> [About this exercise]: Reproduce the whole essay on South Korea's falling birth rate word for word.

--- Selected excerpt Enclosed Below ---

This morning I read a BBC article about South Korea’s declining population.
Korean women are said to be producing children at a rate of 0.72 per woman, the lowest rate in the world. Since it takes 2.1 births per woman to maintain a population (if you ignore immigration, which many wealthy countries receive), South Korea’s population is on track to drop to half of what it is now by the year 2100.
Considering that the world population was 2 billion when I was born in 1946, and is now 8 billion and still climbing despite South Korea, Japan, China, Germany, etc, and since this rocket of an increase in less than a century is the foundation of environmental problems, poverty, increasing extinction of other species, increasing war, and likely the chief cause of climate changes, this should be seen as hope for the future of the world. South Korea should be praised for leading the way.
Instead, the BBC say “projections are grim.” There will not be enough working-age people, not be enough to support current military numbers, and, apparently worst of all, there will soon be too many seniors like me.
The problem here is that we are looking at population decline solely through economic lenses. With social/economic gurus like Peter Zeihan (who I do follow and like) trumpeting the disaster of de-population every day it seems, we’re forgetting the benefits of reduced population – room to restore forests, better able protect endangered species, reduce carbon emissions, reduce our enormous output of polluting trash and toxic chemicals.
Zeihan constantly refers to China’s deliberate reduction in population via the one-child policy, now abandoned as China seems to have re-joined the money first nations, as a catastrophe. Yes, population reduction causes problems for our economic model founded on expansion, but you can’t convince me that China, South Korea, etc – the whole world in fact, have not benefited from their drop in population.
What is required now is a new economic paradigm, one that can operate under the new conditions that appear to be inevitable. Where are the economic researchers and innovators? Where are the political leaders capable of facing the real future? That’s the question now.

--- End of Enclosed Selected excerpt ---
--- Extracted material Enclosed Below ---

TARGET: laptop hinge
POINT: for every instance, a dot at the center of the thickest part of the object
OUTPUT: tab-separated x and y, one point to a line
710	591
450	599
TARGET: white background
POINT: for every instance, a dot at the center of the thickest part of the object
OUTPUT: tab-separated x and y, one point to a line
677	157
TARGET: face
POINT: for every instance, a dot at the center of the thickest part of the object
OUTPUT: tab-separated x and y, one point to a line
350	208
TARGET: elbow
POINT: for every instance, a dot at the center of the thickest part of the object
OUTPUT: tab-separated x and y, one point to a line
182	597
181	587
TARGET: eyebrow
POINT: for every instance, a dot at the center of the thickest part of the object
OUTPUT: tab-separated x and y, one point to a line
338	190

--- End of Enclosed Extracted material ---
--- Extracted material Enclosed Below ---

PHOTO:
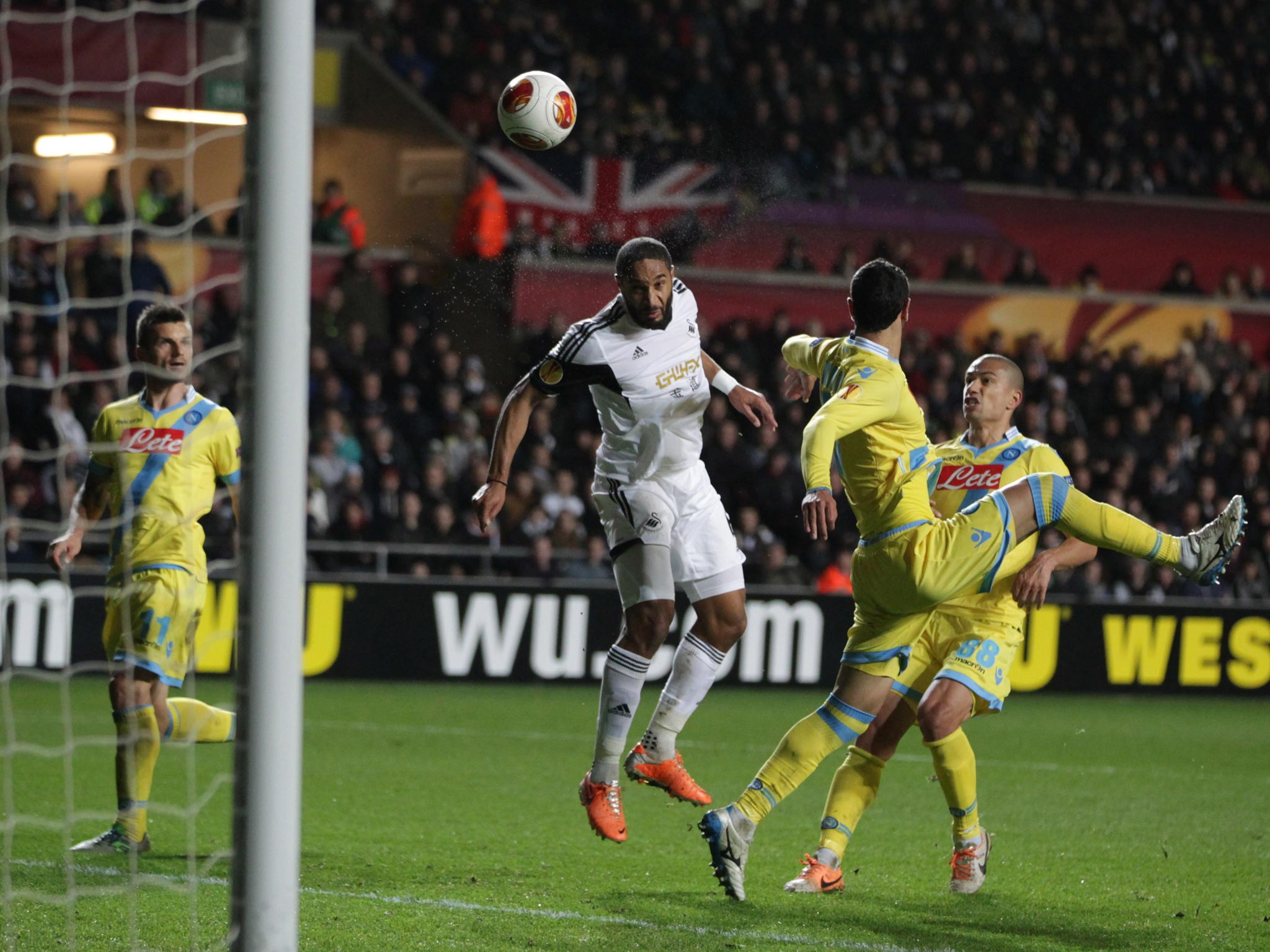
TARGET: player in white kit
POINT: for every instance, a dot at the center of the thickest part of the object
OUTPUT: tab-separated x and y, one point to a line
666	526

--- End of Enclosed Extracted material ---

> [Answer space]:
This morning I read a BBC article about South Korea’s declining population.
Korean women are said to be producing children at a rate of 0.72 per woman, the lowest rate in the world. Since it takes 2.1 births per woman to maintain a population (if you ignore immigration, which many wealthy countries receive), South Korea’s population is on track to drop to half of what it is now by the year 2100.
Considering that the world population was 2 billion when I was born in 1946, and is now 8 billion and still climbing despite South Korea, Japan, China, Germany, etc, and since this rocket of an increase in less than a century is the foundation of environmental problems, poverty, increasing extinction of other species, increasing war, and likely the chief cause of climate changes, this should be seen as hope for the future of the world. South Korea should be praised for leading the way.
Instead, the BBC say “projections are grim.” There will not be enough working-age people, not be enough to support current military numbers, and, apparently worst of all, there will soon be too many seniors like me.
The problem here is that we are looking at population decline solely through economic lenses. With social/economic gurus like Peter Zeihan (who I do follow and like) trumpeting the disaster of de-population every day it seems, we’re forgetting the benefits of reduced population – room to restore forests, better able protect endangered species, reduce carbon emissions, reduce our enormous output of polluting trash and toxic chemicals.
Zeihan constantly refers to China’s deliberate reduction in population via the one-child policy, now abandoned as China seems to have re-joined the money first nations, as a catastrophe. Yes, population reduction causes problems for our economic model founded on expansion, but you can’t convince me that China, South Korea, etc – the whole world in fact, have not benefited from their drop in population.
What is required now is a new economic paradigm, one that can operate under the new conditions that appear to be inevitable. Where are the economic researchers and innovators? Where are the political leaders capable of facing the real future? That’s the question now.